## Exercise:
Update the material from the line containing "Task: output the" through the line containing "negative clicks: (794, 666)" by replacing "rough mask" with "coarse mask", changing nothing else. Return only those lines.

Start of Data to process

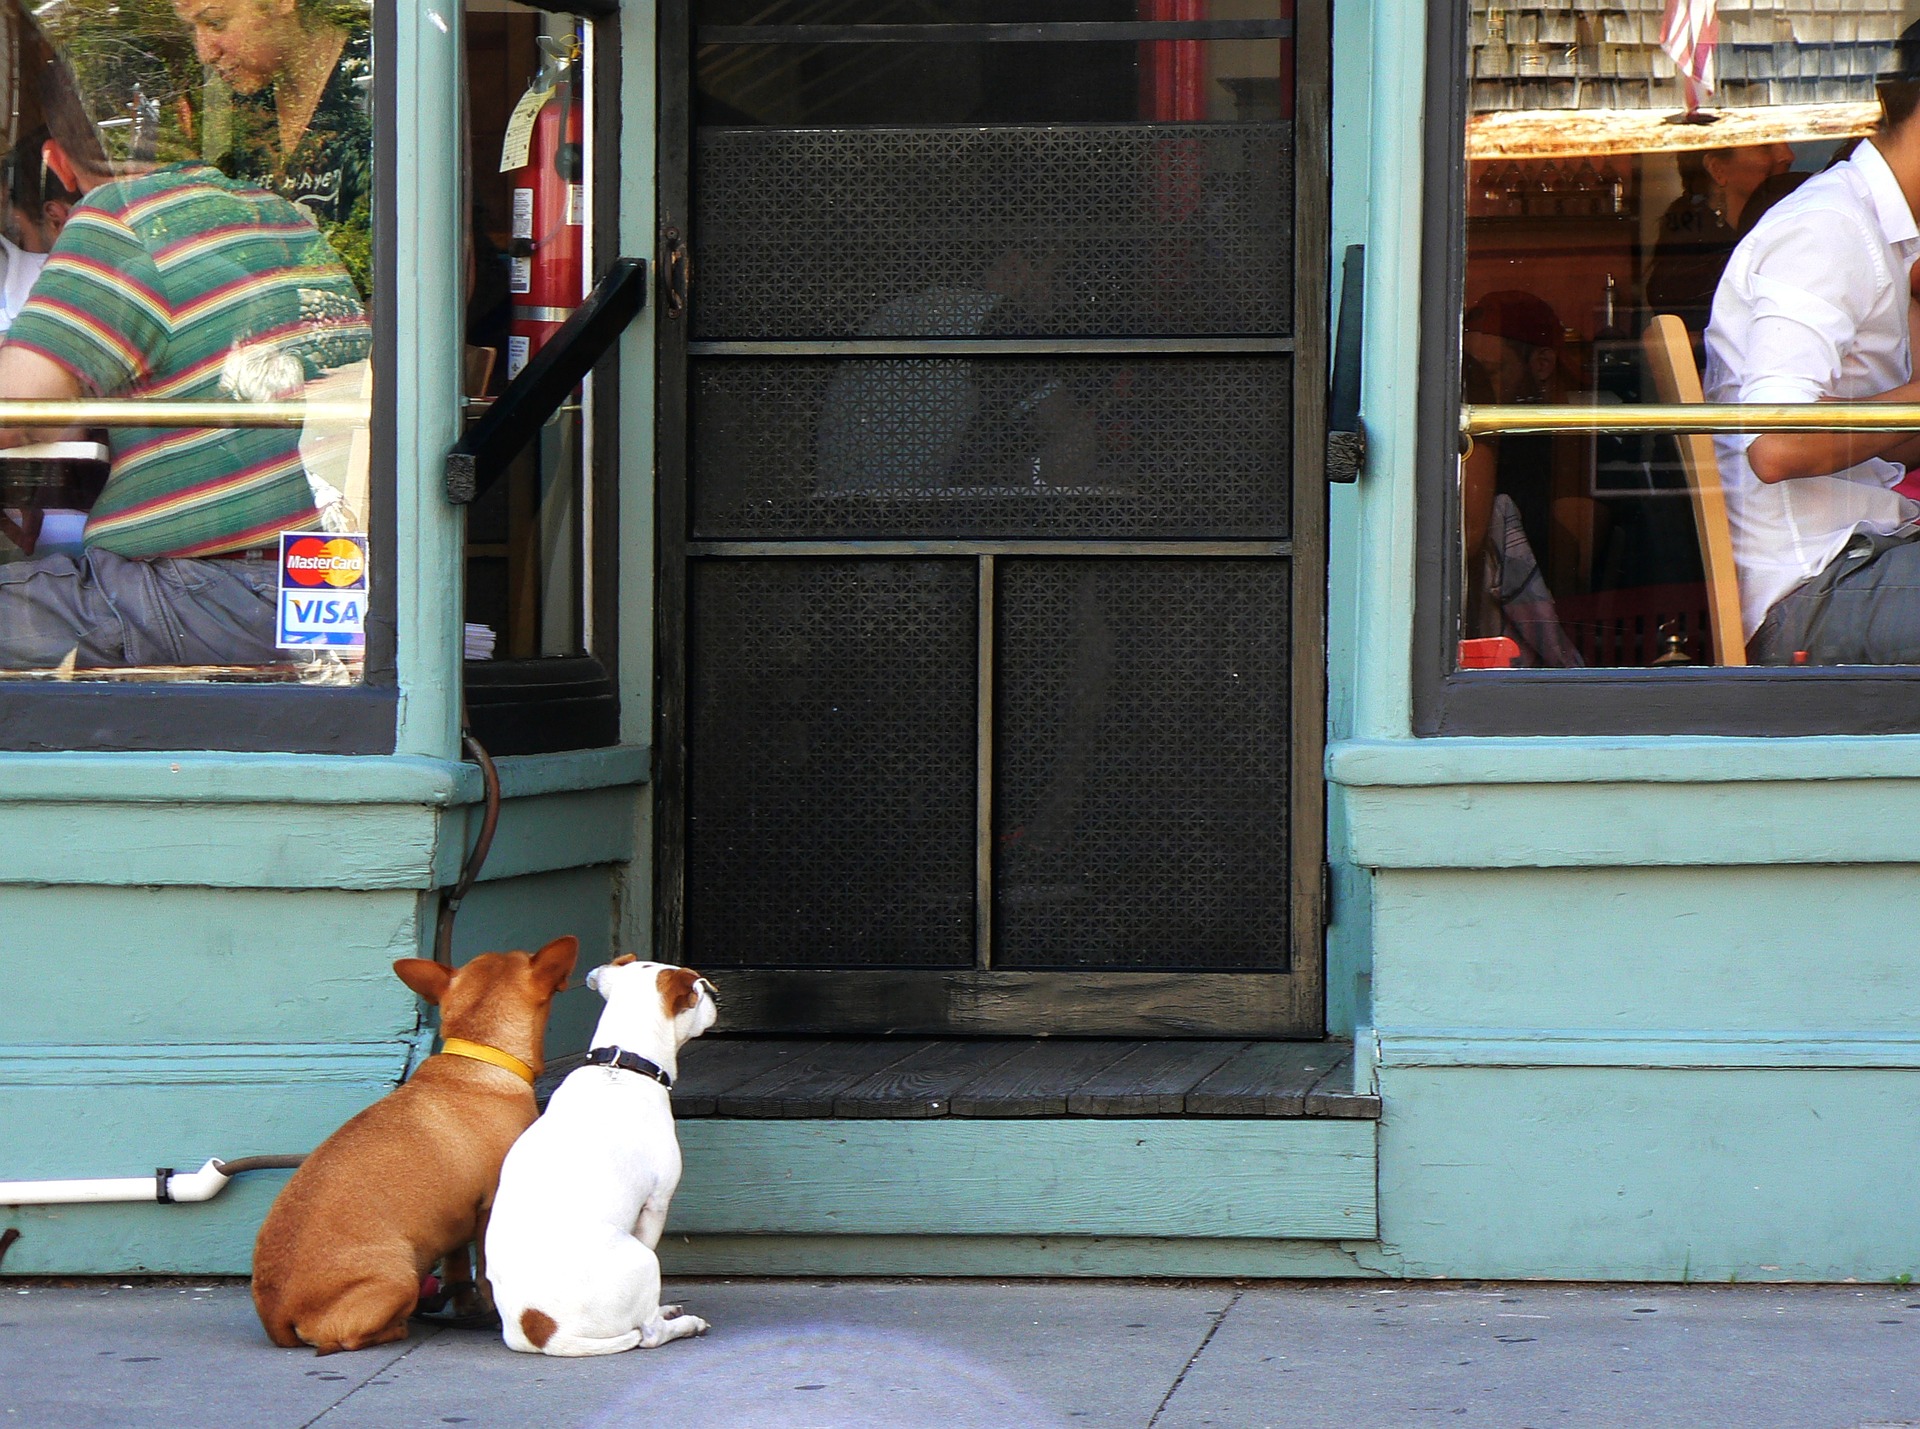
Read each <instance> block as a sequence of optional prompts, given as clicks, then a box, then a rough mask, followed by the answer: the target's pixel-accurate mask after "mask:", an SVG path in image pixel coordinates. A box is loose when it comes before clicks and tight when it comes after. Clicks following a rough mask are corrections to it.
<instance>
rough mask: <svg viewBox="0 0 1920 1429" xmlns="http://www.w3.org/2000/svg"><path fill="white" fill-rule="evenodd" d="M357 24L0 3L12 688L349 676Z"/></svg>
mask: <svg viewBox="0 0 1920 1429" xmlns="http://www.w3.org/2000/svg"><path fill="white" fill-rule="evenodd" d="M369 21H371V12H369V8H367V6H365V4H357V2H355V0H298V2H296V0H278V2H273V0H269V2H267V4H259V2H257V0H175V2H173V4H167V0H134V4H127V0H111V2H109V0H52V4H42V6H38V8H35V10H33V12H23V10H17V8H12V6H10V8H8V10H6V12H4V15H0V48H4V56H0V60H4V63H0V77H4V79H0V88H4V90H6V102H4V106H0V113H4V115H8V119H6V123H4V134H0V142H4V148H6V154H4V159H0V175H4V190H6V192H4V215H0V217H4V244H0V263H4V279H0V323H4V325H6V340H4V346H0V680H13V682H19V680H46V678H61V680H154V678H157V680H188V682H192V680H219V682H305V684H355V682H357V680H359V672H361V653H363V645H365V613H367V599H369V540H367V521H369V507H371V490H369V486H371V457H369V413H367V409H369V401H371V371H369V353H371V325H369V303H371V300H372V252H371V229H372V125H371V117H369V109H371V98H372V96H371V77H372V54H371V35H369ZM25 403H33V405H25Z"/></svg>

End of Data to process
Start of Data to process

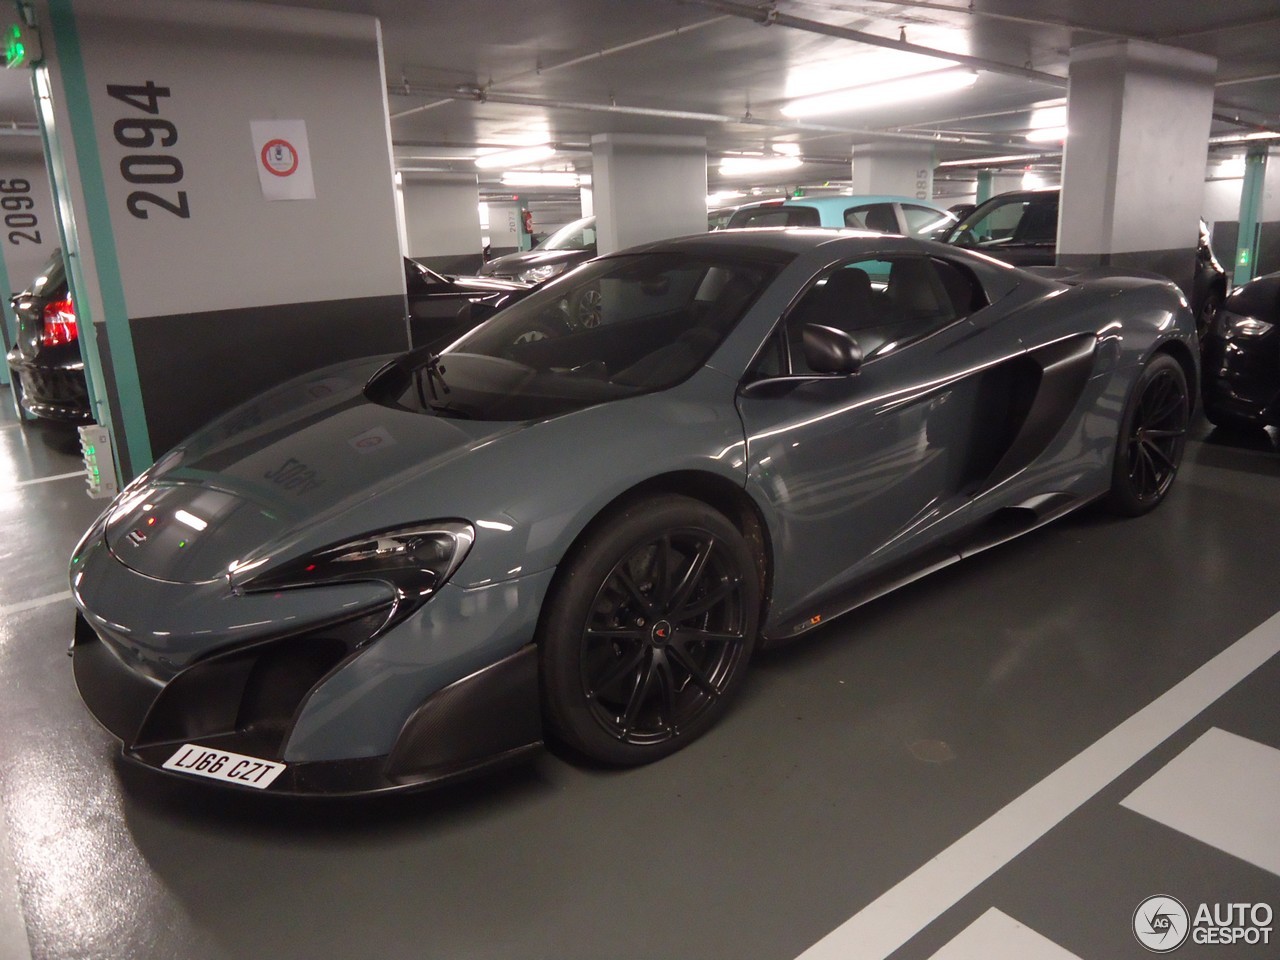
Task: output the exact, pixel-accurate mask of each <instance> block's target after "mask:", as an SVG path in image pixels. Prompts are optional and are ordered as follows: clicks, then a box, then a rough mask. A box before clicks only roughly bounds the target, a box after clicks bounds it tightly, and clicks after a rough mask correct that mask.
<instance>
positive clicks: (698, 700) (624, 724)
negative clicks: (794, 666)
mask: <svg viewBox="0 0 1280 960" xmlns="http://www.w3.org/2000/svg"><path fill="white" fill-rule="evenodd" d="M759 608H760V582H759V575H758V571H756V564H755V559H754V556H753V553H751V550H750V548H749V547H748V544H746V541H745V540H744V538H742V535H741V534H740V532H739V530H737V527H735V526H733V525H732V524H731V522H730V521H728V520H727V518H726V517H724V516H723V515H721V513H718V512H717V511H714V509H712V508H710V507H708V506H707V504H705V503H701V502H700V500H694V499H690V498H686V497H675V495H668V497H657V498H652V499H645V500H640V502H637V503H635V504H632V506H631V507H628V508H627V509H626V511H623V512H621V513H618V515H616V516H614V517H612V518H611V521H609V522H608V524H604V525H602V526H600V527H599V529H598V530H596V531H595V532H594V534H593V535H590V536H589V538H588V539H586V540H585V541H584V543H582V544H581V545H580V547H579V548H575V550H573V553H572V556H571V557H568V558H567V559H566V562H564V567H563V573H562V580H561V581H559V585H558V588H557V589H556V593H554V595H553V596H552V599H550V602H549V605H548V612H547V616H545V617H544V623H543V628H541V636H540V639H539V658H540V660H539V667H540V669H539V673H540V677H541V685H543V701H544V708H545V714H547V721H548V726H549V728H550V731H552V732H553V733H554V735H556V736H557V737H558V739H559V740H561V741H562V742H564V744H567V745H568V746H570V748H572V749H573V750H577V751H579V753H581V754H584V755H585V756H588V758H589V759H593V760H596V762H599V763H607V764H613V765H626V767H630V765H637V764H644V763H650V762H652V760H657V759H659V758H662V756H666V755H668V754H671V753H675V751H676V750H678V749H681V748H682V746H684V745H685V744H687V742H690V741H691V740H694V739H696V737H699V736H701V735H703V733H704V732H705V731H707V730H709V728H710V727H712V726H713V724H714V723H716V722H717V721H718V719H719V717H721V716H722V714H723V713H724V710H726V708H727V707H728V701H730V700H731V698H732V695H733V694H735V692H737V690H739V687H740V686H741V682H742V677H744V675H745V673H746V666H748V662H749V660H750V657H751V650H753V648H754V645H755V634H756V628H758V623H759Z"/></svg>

End of Data to process
Start of Data to process

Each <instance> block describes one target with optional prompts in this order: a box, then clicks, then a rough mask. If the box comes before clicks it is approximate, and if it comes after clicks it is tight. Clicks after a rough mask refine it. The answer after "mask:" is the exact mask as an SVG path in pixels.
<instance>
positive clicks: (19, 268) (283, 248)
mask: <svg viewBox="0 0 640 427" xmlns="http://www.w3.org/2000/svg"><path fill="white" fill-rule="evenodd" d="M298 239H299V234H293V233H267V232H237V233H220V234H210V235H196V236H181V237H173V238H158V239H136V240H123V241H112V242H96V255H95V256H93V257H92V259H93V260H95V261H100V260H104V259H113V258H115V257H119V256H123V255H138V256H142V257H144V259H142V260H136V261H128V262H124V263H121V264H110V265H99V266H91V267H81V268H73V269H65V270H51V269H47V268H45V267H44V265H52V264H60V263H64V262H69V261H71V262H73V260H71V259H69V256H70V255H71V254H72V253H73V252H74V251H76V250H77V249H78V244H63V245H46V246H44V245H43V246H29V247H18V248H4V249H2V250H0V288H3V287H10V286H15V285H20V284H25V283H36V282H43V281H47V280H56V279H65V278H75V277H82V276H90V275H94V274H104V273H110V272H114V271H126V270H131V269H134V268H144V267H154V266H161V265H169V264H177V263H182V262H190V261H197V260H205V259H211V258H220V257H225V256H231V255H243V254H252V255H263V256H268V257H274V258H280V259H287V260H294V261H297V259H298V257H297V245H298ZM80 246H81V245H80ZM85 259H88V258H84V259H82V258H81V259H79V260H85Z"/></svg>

End of Data to process

## Output below:
Task: output the exact, pixel-accurate mask of each <instance> block's target after "mask:", as an SVG path in image pixels. Prompts are optional and are ordered as follows: clicks, then a box, then a coarse mask. A box before clicks only roughly bounds the target, a box after clicks bounds it tightly, and clicks after a coarse mask correct that mask.
<instance>
positive clicks: (698, 700) (624, 724)
negative clicks: (794, 666)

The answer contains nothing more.